## Do this
Copy the rows below word for word, beginning at the line that contains "Pinpoint the chocolate sprinkle in" and stopping after the line that contains "641,0,1092,586".

## START Dataset records

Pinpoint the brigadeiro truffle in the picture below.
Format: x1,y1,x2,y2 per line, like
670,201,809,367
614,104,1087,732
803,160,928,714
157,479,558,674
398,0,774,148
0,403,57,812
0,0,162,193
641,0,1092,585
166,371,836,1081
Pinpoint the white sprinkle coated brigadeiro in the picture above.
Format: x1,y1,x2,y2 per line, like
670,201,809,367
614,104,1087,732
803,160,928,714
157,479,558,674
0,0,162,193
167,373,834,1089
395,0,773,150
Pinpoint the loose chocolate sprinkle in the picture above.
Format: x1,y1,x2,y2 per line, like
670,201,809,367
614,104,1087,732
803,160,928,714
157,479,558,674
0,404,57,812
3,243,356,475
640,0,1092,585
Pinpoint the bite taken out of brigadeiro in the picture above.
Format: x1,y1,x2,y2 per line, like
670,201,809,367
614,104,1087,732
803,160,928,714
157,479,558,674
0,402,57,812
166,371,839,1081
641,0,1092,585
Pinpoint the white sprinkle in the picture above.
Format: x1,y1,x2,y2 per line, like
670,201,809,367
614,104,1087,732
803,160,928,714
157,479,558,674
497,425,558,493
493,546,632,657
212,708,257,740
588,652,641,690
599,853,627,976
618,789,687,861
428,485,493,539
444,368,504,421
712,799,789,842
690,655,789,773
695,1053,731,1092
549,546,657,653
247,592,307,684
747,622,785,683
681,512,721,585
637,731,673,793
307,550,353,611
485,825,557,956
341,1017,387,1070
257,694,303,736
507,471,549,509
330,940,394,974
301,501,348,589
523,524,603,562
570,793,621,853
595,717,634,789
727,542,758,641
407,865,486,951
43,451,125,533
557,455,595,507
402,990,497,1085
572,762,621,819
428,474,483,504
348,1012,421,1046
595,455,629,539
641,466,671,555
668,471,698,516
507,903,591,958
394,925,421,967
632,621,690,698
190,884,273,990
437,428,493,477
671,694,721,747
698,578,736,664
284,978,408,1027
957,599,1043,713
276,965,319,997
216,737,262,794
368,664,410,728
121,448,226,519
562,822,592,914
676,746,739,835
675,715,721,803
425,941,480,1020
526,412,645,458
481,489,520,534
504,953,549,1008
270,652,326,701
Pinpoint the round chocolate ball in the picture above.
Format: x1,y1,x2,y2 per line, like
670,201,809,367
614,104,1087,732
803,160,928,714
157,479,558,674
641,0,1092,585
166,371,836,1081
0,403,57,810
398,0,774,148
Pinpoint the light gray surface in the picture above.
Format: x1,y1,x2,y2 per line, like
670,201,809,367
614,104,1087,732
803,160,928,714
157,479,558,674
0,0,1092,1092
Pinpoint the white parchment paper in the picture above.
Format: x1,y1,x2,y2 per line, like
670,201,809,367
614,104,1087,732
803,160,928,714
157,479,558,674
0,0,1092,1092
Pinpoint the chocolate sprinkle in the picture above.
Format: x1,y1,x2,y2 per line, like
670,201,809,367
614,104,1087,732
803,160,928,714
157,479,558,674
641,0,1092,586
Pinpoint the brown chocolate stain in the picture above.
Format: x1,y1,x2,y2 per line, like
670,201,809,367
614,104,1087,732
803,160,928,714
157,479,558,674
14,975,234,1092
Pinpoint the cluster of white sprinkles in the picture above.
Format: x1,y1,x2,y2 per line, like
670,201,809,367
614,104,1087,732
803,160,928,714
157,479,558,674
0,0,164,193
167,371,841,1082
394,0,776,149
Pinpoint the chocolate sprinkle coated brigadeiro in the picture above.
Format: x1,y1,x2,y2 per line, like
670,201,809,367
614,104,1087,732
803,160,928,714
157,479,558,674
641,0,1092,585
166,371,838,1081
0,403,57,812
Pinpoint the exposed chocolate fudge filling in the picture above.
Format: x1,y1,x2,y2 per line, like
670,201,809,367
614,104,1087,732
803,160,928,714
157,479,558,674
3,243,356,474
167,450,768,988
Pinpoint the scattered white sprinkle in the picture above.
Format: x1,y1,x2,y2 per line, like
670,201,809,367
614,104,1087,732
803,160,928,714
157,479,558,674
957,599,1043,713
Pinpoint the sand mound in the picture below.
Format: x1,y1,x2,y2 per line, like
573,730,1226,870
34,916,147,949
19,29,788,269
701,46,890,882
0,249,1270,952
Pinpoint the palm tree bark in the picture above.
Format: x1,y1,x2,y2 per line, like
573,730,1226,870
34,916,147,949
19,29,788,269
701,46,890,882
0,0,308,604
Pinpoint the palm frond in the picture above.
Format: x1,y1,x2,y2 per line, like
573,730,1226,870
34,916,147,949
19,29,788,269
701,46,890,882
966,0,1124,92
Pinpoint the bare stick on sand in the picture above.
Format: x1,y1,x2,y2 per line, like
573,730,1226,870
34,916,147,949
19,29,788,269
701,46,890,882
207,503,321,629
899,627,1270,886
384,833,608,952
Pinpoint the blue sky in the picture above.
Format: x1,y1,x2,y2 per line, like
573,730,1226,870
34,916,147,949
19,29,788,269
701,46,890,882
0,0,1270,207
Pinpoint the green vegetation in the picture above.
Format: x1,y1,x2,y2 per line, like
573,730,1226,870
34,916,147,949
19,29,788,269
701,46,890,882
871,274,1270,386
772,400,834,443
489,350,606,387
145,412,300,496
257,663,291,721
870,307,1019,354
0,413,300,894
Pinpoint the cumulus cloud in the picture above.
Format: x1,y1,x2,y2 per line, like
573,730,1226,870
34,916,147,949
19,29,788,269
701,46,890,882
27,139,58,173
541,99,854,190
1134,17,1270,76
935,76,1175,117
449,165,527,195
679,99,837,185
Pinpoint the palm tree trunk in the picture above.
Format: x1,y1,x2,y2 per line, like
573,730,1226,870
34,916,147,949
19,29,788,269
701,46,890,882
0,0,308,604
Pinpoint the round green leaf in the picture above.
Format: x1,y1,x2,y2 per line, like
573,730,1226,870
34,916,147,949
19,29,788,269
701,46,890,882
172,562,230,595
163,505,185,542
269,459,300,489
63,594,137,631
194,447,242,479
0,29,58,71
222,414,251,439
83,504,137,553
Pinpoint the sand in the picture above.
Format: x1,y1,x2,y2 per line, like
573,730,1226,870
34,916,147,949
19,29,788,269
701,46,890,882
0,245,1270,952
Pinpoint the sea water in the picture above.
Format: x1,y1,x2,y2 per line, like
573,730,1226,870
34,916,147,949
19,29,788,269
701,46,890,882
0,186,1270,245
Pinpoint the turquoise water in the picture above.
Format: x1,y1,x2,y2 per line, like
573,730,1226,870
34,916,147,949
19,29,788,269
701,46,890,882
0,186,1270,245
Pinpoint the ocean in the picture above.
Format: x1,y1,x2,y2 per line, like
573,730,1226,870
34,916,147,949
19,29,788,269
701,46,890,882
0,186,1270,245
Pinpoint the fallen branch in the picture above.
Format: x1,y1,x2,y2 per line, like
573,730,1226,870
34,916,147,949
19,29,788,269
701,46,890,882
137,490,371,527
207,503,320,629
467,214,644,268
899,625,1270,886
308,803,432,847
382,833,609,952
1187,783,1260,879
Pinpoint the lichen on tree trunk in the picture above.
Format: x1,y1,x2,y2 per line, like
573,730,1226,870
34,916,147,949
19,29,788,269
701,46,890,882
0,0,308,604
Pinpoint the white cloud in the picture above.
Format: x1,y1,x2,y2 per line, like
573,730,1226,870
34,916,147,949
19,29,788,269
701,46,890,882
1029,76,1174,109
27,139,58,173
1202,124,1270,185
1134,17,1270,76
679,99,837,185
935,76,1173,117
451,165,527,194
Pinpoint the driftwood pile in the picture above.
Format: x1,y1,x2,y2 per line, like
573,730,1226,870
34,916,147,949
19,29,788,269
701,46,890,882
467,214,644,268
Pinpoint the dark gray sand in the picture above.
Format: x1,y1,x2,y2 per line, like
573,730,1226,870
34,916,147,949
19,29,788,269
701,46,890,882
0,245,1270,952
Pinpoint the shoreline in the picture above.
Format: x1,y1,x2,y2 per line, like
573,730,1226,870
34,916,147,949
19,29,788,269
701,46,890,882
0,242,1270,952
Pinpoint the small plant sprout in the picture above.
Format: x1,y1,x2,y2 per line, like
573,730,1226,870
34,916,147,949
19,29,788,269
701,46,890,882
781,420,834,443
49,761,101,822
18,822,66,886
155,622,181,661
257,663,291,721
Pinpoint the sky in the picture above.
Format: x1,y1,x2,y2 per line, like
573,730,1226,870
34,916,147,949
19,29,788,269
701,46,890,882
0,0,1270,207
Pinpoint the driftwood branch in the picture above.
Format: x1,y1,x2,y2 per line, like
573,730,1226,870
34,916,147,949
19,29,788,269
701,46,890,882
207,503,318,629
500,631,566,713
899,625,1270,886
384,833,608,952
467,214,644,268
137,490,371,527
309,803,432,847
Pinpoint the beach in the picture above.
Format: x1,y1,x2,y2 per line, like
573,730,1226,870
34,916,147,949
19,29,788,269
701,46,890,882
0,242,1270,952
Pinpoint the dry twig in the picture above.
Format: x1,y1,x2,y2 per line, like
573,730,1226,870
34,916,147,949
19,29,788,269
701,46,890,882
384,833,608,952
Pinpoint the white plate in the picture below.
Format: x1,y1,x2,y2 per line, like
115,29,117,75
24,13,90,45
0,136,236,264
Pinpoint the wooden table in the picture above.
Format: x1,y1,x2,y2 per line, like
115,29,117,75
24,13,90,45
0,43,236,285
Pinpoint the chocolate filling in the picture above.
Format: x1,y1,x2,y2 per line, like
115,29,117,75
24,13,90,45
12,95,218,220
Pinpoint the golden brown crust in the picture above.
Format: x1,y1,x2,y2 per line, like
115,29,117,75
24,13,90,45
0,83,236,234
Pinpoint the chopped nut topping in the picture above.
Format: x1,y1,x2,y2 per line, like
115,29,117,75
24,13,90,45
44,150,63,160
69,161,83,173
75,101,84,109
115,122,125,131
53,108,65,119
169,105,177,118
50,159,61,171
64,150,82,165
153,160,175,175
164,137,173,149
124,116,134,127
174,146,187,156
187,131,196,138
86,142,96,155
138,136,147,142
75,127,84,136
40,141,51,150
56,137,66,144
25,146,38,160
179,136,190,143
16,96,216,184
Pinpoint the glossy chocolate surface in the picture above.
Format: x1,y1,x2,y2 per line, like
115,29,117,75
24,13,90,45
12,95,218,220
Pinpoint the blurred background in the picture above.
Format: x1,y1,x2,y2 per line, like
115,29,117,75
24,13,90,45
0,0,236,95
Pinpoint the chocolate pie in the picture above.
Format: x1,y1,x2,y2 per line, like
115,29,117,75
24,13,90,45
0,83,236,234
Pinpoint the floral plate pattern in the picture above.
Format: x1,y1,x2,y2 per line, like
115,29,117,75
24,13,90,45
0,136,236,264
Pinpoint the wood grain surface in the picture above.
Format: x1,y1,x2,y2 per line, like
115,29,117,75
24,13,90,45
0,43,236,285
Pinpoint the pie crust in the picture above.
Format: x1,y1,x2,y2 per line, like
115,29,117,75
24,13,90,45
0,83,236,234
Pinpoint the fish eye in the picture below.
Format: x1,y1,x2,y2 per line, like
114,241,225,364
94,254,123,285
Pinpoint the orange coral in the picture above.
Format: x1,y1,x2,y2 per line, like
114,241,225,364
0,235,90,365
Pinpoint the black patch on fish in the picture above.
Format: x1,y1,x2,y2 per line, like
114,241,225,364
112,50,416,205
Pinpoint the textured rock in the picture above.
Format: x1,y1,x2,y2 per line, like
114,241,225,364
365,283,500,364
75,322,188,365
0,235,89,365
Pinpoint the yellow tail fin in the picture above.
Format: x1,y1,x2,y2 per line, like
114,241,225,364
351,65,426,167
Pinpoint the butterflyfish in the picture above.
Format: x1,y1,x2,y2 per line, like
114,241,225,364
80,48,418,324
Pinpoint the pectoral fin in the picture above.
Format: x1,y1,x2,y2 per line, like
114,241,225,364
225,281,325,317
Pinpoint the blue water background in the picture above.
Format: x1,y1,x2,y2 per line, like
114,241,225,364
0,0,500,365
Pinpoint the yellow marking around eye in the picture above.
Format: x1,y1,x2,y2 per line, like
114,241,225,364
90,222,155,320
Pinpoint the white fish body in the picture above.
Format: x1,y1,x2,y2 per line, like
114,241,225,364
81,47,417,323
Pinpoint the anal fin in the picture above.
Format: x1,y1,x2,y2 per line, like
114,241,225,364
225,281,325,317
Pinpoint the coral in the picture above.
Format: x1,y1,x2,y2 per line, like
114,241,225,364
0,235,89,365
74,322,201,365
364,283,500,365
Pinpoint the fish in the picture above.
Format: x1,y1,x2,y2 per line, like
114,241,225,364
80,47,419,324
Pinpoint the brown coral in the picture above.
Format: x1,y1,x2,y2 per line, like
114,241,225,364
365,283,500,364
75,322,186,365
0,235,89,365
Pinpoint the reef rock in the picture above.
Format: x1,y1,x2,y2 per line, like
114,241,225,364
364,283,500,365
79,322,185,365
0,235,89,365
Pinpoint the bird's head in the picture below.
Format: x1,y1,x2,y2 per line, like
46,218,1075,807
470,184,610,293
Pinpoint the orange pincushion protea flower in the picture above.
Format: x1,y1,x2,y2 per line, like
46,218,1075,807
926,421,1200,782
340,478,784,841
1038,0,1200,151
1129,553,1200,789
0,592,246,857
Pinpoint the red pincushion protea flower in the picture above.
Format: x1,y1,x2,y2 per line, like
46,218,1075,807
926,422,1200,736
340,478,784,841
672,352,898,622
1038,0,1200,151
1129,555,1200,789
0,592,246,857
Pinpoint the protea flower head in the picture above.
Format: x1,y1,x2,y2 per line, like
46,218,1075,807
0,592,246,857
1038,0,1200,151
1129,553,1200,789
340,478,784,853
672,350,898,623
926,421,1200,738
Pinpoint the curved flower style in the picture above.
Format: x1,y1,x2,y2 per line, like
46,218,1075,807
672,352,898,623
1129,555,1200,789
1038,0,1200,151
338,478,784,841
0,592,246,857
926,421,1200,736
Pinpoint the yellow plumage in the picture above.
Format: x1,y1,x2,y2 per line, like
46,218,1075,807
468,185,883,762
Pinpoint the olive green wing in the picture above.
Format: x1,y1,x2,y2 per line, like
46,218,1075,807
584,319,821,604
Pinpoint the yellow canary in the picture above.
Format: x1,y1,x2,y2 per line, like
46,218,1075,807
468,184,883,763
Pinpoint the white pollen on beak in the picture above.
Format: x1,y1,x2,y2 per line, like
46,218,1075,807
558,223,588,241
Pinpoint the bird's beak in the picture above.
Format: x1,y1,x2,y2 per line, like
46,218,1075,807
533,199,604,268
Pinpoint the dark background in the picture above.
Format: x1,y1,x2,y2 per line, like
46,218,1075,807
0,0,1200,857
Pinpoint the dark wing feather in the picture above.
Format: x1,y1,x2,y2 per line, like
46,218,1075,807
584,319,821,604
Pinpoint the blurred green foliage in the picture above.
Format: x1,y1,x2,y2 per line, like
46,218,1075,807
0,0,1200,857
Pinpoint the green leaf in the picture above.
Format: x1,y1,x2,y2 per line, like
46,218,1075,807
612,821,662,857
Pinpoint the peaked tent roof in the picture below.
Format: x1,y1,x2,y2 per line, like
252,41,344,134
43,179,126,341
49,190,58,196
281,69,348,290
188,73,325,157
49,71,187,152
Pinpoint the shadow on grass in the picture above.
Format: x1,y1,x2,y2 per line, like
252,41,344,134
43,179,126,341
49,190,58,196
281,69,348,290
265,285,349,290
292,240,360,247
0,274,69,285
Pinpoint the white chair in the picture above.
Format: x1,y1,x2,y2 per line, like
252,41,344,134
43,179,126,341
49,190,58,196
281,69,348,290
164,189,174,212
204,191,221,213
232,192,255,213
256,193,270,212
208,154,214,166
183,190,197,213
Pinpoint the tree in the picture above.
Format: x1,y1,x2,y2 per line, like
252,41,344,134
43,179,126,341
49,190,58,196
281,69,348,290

## END Dataset records

## Solution below
Pinpoint the chocolate sprinkle in the picture above.
Format: x1,y1,x2,y2 per line, like
670,201,809,367
614,104,1087,732
803,160,928,714
157,479,558,674
641,0,1092,586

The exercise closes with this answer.